→ **Text extract**
┄┄┄┄┄┄
The 1792 Half Disme is one of the most popular coins in American numismatics. Jeff Garrett and Ron Guth ranked the issue among the greatest U.S. coins in their influential book 100 Greatest U.S. Coins.

Its importance comes from several firsts.

The 1792 Half Disme was among the first coins struck under the authority of the federal Constitution. It also represented the first federal coinage produced after the Mint Act of April 2, 1792.

Additionally, the coins entered circulation. That point matters. These were not simply presentation pieces or isolated patterns. They helped announce a national coinage system.

The issue also holds a unique place because Mint personnel struck the first pieces outside the completed U.S. Mint facility. The North Seventh Street Mint building in Philadelphia did not yet operate when the first half dismes appeared.

Few coins tell the country’s founding story so directly.

The Harper Cellar and the Unfinished Mint

David Rittenhouse accepted his appointment as Mint Director only days before the half dismes appeared. Yet the Mint building on North Seventh Street was not ready.

Therefore, early coinage work likely took place in the cellar of John Harper. Harper was a Philadelphia saw maker and sometime Mint contractor. His property stood near Cherry and North Sixth streets.

That intersection no longer exists. Late 20th-century construction connected with the National Constitution Center erased it from the modern street grid.

The first clear public reference to Mint operations at the North Seventh Street address came later. On September 20, 1792, the Mint solicited old copper through Dunlap’s American Daily Advertiser. That notice used the Seventh Street address.

So, the half disme belongs to a moment before the Mint had a fully functioning home.

What the Records Say

Rittenhouse and Chief Coiner Henry Voigt left no surviving production record for the half disme. Or, if they did, historians have not found it.

Correspondence from the spring of 1792 shows Rittenhouse working with President George Washington and Secretary of State Thomas Jefferson. Those letters discuss the Mint property and the hiring of skilled craftsmen. However, they say little about the half disme beyond permission to coin them.

As a result, historians long relied on two main documentary sources.
┄┄┄┄┄┄
→ **Raw data**
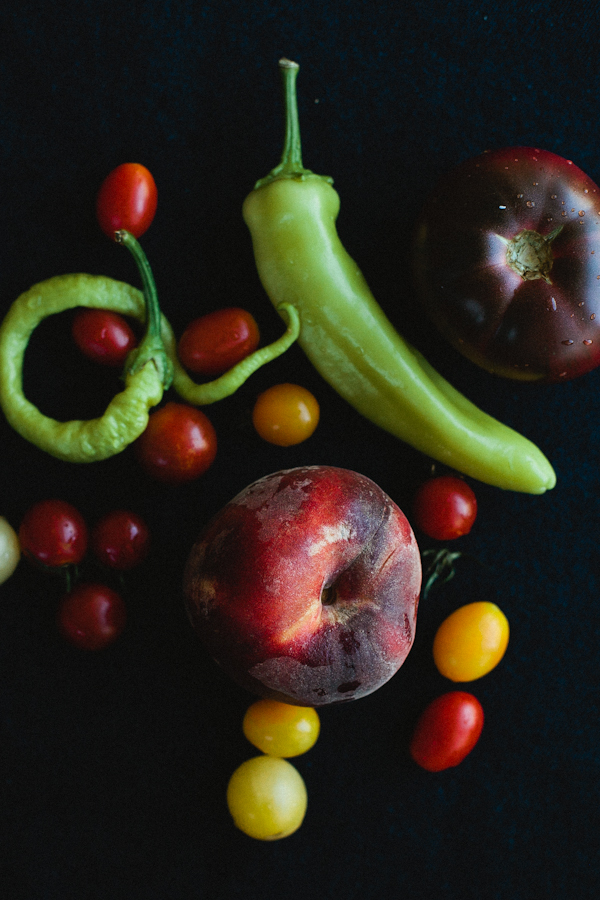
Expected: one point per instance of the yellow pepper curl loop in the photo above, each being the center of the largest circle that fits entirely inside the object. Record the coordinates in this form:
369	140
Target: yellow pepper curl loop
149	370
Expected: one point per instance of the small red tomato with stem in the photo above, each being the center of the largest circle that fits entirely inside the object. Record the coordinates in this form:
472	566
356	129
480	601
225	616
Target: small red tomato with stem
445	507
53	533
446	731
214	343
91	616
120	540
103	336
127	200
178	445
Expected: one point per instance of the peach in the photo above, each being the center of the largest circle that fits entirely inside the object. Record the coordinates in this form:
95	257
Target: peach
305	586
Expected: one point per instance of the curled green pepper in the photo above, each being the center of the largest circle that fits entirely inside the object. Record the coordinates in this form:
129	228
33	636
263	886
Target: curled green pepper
┄┄┄┄┄┄
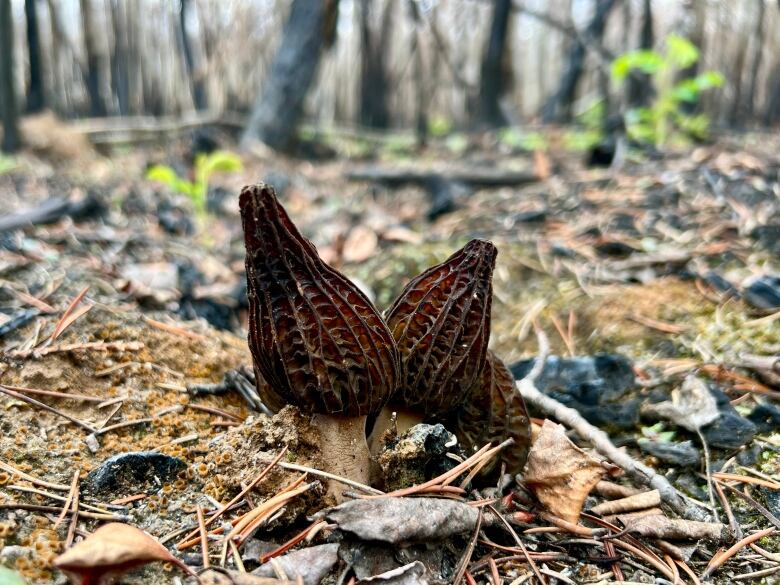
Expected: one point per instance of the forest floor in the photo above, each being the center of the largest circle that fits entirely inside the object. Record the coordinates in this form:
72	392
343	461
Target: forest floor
┄┄┄┄┄┄
→ **Short exercise**
Copy the passage on the 1792 Half Disme starting with "The first clear" and going on through "main documentary sources.", substituting "researchers" for "historians". The records aren't needed here.

→ **Finished answer**
The first clear public reference to Mint operations at the North Seventh Street address came later. On September 20, 1792, the Mint solicited old copper through Dunlap’s American Daily Advertiser. That notice used the Seventh Street address.

So, the half disme belongs to a moment before the Mint had a fully functioning home.

What the Records Say

Rittenhouse and Chief Coiner Henry Voigt left no surviving production record for the half disme. Or, if they did, researchers have not found it.

Correspondence from the spring of 1792 shows Rittenhouse working with President George Washington and Secretary of State Thomas Jefferson. Those letters discuss the Mint property and the hiring of skilled craftsmen. However, they say little about the half disme beyond permission to coin them.

As a result, researchers long relied on two main documentary sources.